Please give the items below again, starting with the line that contains "Mark the innermost point of each instance of the mayan" and going on through the line that contains "x=94, y=143". In them, rename "pyramid" to "temple" and keep everything else unchanged.

Excerpts of location labeling data

-=-=-=-=-

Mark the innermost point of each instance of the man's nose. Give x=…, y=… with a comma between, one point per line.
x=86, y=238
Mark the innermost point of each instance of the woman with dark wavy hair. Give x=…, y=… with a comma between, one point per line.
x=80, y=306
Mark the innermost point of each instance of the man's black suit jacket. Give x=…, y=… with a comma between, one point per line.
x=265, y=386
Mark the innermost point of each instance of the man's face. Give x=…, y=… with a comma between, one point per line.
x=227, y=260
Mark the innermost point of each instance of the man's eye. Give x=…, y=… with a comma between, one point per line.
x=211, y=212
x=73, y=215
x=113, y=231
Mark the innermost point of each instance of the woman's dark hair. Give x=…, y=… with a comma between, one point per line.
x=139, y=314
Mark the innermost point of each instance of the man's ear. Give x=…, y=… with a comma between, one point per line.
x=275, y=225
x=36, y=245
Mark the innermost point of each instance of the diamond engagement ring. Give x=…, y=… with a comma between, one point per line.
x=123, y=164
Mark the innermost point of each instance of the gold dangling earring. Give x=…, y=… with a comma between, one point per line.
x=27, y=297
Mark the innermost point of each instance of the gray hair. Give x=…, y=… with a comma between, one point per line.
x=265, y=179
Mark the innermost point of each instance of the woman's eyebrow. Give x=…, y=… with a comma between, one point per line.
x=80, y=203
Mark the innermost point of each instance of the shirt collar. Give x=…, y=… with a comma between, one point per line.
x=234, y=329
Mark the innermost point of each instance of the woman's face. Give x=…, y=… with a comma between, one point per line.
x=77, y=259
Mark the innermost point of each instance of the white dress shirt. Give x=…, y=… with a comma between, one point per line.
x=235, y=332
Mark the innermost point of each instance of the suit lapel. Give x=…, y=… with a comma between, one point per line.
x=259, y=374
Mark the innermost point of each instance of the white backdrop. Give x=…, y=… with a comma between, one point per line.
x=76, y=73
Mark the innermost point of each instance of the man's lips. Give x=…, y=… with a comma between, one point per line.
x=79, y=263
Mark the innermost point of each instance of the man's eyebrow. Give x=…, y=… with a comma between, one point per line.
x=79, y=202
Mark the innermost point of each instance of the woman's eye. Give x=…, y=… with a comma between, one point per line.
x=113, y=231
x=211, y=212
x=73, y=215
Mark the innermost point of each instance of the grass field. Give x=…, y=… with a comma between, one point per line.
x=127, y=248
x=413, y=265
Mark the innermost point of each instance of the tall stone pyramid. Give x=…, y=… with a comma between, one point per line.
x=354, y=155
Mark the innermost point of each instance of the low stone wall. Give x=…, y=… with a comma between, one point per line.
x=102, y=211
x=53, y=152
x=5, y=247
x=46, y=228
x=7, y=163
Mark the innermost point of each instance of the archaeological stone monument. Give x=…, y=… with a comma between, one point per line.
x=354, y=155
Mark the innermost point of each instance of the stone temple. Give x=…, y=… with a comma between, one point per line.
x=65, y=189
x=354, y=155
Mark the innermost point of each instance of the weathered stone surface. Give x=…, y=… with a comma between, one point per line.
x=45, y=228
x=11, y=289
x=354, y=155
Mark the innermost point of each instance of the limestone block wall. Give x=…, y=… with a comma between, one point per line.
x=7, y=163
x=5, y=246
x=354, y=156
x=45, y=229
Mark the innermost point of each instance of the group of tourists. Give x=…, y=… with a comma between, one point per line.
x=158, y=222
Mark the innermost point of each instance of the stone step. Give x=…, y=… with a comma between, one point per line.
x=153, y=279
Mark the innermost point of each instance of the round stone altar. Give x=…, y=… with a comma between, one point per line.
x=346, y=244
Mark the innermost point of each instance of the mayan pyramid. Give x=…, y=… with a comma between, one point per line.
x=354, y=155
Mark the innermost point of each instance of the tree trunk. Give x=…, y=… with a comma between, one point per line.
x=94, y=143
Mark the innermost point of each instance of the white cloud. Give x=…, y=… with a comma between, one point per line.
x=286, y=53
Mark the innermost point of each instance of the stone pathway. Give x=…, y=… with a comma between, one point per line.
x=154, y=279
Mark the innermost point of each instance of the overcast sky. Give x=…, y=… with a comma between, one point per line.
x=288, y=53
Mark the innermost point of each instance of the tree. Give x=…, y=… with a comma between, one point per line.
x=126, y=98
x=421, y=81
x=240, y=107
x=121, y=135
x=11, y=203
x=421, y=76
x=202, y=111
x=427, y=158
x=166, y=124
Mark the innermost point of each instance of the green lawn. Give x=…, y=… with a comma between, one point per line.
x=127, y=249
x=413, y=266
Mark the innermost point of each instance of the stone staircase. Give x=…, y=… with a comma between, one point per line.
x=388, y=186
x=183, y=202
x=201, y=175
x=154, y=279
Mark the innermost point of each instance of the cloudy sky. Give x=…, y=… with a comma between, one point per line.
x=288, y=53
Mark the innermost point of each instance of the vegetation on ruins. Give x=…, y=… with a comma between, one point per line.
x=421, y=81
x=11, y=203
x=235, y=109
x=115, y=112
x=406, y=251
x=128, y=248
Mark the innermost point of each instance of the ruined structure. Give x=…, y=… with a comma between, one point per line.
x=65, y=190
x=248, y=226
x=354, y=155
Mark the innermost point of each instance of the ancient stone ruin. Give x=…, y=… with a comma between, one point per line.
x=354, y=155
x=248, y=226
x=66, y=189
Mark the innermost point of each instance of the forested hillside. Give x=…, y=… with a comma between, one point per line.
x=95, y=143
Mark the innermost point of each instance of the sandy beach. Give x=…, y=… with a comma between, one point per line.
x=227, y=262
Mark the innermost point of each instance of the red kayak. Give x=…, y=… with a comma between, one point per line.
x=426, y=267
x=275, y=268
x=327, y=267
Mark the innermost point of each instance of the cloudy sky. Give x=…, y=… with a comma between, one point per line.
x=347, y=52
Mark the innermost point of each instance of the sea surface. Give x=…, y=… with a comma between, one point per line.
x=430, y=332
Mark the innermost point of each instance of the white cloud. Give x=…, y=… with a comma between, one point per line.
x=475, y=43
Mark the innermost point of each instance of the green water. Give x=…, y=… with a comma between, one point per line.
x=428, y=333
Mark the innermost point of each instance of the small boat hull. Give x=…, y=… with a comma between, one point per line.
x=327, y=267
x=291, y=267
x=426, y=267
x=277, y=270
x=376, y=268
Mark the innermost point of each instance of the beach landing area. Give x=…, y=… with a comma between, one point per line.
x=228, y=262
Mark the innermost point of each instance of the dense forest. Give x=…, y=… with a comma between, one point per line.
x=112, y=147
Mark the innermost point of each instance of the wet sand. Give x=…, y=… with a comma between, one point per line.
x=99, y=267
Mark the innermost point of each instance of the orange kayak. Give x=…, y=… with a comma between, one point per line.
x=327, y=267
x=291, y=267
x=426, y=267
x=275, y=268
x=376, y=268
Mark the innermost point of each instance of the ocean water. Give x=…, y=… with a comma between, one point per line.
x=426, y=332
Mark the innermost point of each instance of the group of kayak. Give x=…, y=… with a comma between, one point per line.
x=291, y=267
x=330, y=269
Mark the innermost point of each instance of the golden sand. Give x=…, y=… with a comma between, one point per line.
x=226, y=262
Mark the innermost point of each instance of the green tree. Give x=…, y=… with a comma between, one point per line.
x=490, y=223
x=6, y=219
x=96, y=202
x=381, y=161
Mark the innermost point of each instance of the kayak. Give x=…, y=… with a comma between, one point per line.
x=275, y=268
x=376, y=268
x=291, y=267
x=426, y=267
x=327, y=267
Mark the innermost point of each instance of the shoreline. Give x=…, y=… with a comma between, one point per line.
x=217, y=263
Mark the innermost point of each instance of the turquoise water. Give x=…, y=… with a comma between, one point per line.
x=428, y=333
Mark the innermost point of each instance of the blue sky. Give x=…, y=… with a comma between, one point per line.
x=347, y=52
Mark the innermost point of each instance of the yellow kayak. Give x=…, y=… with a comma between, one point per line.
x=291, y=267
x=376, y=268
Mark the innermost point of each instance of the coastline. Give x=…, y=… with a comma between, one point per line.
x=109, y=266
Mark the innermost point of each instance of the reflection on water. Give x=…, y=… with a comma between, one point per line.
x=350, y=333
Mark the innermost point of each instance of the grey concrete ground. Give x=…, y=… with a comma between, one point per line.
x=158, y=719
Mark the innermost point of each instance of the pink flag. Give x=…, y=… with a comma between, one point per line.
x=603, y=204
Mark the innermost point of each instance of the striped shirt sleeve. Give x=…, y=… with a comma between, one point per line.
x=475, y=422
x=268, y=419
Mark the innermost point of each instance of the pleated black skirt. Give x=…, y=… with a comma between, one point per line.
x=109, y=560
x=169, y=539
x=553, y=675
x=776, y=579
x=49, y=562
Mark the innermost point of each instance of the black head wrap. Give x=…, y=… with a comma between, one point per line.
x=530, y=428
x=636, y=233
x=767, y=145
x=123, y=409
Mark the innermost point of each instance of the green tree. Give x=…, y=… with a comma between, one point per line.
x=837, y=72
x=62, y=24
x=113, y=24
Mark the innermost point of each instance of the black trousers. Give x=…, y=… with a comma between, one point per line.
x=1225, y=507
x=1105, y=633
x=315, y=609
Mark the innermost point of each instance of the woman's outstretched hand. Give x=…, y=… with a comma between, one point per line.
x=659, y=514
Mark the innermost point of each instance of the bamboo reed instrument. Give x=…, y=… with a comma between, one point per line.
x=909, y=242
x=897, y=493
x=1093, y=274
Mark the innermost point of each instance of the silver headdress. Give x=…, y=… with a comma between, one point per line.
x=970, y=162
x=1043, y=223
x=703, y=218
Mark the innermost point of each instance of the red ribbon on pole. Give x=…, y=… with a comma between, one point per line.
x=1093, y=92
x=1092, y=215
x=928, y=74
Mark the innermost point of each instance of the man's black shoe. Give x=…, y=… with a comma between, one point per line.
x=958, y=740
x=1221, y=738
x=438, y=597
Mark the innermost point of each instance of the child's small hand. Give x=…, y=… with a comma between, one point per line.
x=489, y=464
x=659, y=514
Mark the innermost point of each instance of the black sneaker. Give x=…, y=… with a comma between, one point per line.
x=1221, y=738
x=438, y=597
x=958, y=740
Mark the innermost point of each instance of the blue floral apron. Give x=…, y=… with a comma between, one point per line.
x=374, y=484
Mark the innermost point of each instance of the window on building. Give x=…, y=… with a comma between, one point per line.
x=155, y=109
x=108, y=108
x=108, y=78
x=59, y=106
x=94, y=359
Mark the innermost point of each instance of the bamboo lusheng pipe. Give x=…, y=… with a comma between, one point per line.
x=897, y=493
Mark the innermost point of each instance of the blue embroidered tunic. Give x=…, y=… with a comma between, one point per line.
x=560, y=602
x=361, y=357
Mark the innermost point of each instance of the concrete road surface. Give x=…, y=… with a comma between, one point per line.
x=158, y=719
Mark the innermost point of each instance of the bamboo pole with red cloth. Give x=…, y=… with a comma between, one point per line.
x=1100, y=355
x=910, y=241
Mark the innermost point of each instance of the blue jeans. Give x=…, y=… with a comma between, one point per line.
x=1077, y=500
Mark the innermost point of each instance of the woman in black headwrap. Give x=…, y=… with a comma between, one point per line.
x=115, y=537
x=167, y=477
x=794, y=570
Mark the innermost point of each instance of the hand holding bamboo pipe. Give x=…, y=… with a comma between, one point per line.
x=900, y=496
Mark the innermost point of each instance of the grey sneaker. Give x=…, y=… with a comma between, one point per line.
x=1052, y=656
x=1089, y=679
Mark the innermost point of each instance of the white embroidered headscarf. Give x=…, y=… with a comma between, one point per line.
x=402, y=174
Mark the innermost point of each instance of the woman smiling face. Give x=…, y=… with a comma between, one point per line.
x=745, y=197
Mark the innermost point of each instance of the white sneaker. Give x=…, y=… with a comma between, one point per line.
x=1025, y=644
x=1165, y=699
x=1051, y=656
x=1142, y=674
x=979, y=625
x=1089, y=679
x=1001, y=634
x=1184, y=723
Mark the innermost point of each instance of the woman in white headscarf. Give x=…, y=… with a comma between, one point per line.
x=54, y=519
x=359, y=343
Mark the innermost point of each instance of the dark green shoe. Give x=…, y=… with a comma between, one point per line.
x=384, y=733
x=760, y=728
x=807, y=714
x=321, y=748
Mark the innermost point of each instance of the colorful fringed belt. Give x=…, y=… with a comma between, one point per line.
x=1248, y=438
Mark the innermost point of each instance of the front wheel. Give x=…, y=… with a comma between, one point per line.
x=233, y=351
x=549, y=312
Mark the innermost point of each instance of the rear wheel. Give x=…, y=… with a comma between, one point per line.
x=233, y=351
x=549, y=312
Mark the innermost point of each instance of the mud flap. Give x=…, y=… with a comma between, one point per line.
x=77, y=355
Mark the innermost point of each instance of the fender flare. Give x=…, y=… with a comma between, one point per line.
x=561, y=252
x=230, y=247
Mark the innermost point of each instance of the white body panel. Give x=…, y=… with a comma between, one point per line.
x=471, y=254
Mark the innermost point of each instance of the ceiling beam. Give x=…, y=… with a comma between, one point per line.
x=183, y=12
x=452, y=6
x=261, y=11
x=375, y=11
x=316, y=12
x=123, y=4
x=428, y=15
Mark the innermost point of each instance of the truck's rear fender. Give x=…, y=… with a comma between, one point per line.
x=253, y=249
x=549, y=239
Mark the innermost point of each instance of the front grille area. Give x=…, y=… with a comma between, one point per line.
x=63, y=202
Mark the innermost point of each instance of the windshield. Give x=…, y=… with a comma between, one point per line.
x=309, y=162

-=-=-=-=-

■ Output below ■
Mark the innermost point of each instance of the mayan temple. Give x=…, y=… with a comma between, one point per line.
x=354, y=155
Mark the innermost point of each instance of the tree trunk. Give x=…, y=… with a comma between, one point per line.
x=94, y=143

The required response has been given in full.